> EXTRACT
▶

Discussion:
[XeTeX] Xetex equiv to luatex's \directlua{}
maxwell
2018-03-23 20:33:00 UTC
Permalink
I'm just finishing up a project that involved typesetting text in
several languages, while outputting an XML file that defined in X/Y
coordinates the position and size of the bounding box surrounding each
line of text in the PDF. I used Luatex, because that made it possible
to call Lua from Luatex using the \directlua{} command) to pass
information to Lua, and to return information from Lua to Luatex using
tex.print(). I also used Lua to write the XML file.

Too late, I discovered that LuaTeX botches the rendering of one of the
languages, Tamil. Tamil has a complex script, with some typical Indic
script features; so presumably LuaTeX would also mess up on other
languages with complex scripts. XeTeX of course does just fine at
rendering text in complex scripts.

As I say, it's too late to change now, but is there any way I could have
done something similar using xetex? That is, called another programming
language to output box positions and sizes. I suppose it's possible to
write to an XML file in xetex natively, but I'm not sure how I could get
the positions and sizes of boxes. My style sheet defines a command,
\outputpara{}, that requires the user to specify the X-position of the
paragraph, and hence of lines in the paragraph, where line breaks are of
course decided on the fly. The command optionally specifies the
Y-position of the paragraph, but the Y-position of each line in the
paragraph--except the first--is determined by the usual TeX algorithms.
Getting TeX to tell me those Y-positions, as well as the vertical size
of the box, was the difficult part. But maybe I was missing something
obvious?

Mike Maxwell
University of Maryland


--------------------------------------------------
Subscriptions, Archive, and List information, etc.:
http://tug.org/mailman/listinfo/xetex
David Carlisle
2018-03-23 20:44:36 UTC
Permalink
there are several ways to get the box output in classic tex (or xetex)
although perhaps the easiest (and safest in terms of not accidentally
affecting the typeset positions) is to use \showoutput so all boxes
are (somewhat verbosely) logged in the log file, and then parse that
with perl or python or whatever to get whatever lengths you need,

David
I'm just finishing up a project that involved typesetting text in several
languages, while outputting an XML file that defined in X/Y coordinates the
position and size of the bounding box surrounding each line of text in the
PDF. I used Luatex, because that made it possible to call Lua from Luatex
using the \directlua{} command) to pass information to Lua, and to return
information from Lua to Luatex using tex.print(). I also used Lua to write
the XML file.
Too late, I discovered that LuaTeX botches the rendering of one of the
languages, Tamil. Tamil has a complex script, with some typical Indic
script features; so presumably LuaTeX would also mess up on other languages
with complex scripts. XeTeX of course does just fine at rendering text in
complex scripts.

◀

> GOALS
1. In the forum thread about XeTeX and \directlua{}, restate the paragraph beginning "Too late, I discovered" as a short bulleted list that keeps its main facts.
2. According to the XeTeX thread, why is using \showoutput and parsing the log file perhaps the easiest way to get box output? Answer in one to three sentences.
3. Pick up the XeTeX forum thread after its final sentence and keep writing it.

> INFORMATION PROVIDED
▶

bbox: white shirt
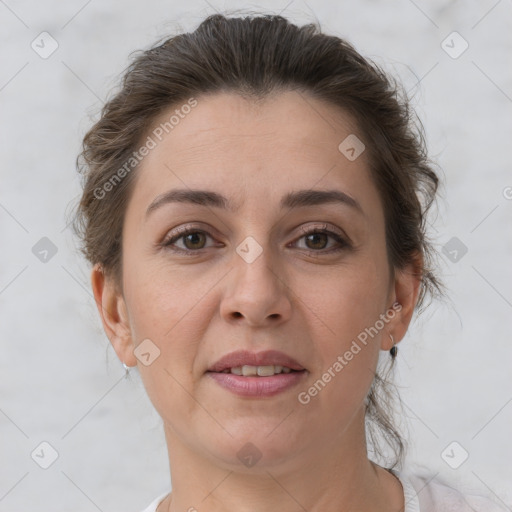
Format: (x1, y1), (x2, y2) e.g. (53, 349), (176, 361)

◀
▶

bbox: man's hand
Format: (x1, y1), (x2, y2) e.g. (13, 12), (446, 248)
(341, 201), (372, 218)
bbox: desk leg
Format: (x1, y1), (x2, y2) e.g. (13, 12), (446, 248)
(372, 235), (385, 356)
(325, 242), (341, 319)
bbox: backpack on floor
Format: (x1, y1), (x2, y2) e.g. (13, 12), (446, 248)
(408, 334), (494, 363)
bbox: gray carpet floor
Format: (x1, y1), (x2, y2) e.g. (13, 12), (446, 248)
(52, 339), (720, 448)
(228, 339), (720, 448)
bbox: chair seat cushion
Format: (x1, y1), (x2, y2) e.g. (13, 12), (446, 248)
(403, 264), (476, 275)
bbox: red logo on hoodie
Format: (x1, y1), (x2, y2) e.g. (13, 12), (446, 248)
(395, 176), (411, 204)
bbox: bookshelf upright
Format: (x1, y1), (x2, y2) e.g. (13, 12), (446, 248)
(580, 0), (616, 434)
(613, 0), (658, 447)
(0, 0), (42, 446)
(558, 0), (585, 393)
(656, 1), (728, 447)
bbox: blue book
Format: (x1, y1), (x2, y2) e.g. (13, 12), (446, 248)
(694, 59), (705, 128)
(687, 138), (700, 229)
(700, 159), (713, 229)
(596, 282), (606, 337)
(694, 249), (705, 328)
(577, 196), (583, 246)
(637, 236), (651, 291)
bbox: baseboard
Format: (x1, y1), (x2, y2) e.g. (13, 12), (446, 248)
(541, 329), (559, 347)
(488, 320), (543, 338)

◀
▶

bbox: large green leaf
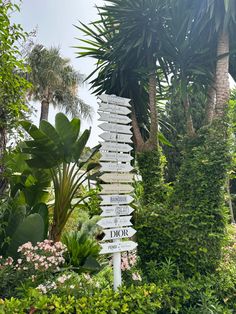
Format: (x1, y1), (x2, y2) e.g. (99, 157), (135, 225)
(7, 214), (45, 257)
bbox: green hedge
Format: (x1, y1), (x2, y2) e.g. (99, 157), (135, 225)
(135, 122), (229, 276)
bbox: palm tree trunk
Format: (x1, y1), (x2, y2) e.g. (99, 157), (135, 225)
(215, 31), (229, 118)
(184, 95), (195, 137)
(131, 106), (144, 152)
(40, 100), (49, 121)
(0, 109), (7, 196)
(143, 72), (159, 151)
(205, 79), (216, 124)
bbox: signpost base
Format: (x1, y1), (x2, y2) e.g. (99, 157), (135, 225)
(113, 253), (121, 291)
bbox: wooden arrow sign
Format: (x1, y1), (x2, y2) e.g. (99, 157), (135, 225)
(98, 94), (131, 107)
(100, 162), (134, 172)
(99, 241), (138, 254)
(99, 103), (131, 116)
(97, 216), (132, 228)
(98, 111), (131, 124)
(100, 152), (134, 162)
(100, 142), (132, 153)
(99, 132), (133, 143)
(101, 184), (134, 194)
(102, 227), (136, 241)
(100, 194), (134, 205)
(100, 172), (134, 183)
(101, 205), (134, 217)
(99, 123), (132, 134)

◀

> EXERCISE RESPONSES
1.
- LuaTeX renders Tamil incorrectly, which the writer found out too late.
- Tamil has a complex script with typical Indic script features.
- LuaTeX would therefore presumably also mishandle other languages with complex scripts.
- XeTeX renders complex scripts well.

2. With \showoutput, all boxes are logged in the log file, and a script in Perl, Python or another language can parse that log to extract the needed lengths. The reply calls this the safest approach because it doesn't risk accidentally changing the typeset positions.

3.
As I say, it's too late to change now, but is there any way I could have
done something similar using xetex? That is, called another programming
language to output box positions and sizes. I suppose it's possible to
write to an XML file in xetex natively, but I'm not sure how I could get the
positions and sizes of boxes. My style sheet defines a command,
\outputpara{}, that requires the user to specify the X-position of the
paragraph, and hence of lines in the paragraph, where line breaks are of
course decided on the fly. The command optionally specifies the Y-position
of the paragraph, but the Y-position of each line in the paragraph--except
the first--is determined by the usual TeX algorithms. Getting TeX to tell
me those Y-positions, as well as the vertical size of the box, was the
difficult part. But maybe I was missing something obvious?
Mike Maxwell
University of Maryland
--------------------------------------------------
http://tug.org/mailman/listinfo/xetex
--------------------------------------------------
Subscriptions, Archive, and List information, etc.:
http://tug.org/mailman/listinfo/xetex
maxwell
2018-03-23 21:49:43 UTC
Permalink
Post by David Carlisle
there are several ways to get the box output in classic tex (or xetex)
although perhaps the easiest (and safest in terms of not accidentally
affecting the typeset positions) is to use \showoutput so all boxes
are (somewhat verbosely) logged in the log file, and then parse that
with perl or python or whatever to get whatever lengths you need,
David
David, do you have a life? Everywhere I see some conversation about
TeX, your name is there...

Anyway, I just now tried your idea (thanks!), but I'm not clear how to
parse the results. When I run a small example with xelatex, I see lines
like
-------------
.\vbox(608.40024+0.0)x360.0, shifted 54.0
..\vbox(12.0+0.0)x360.0, glue set 12.0fil
(some lines omitted)
..\vbox(541.40024+0.0)x360.0, glue set 503.14648fil
(some lines omitted)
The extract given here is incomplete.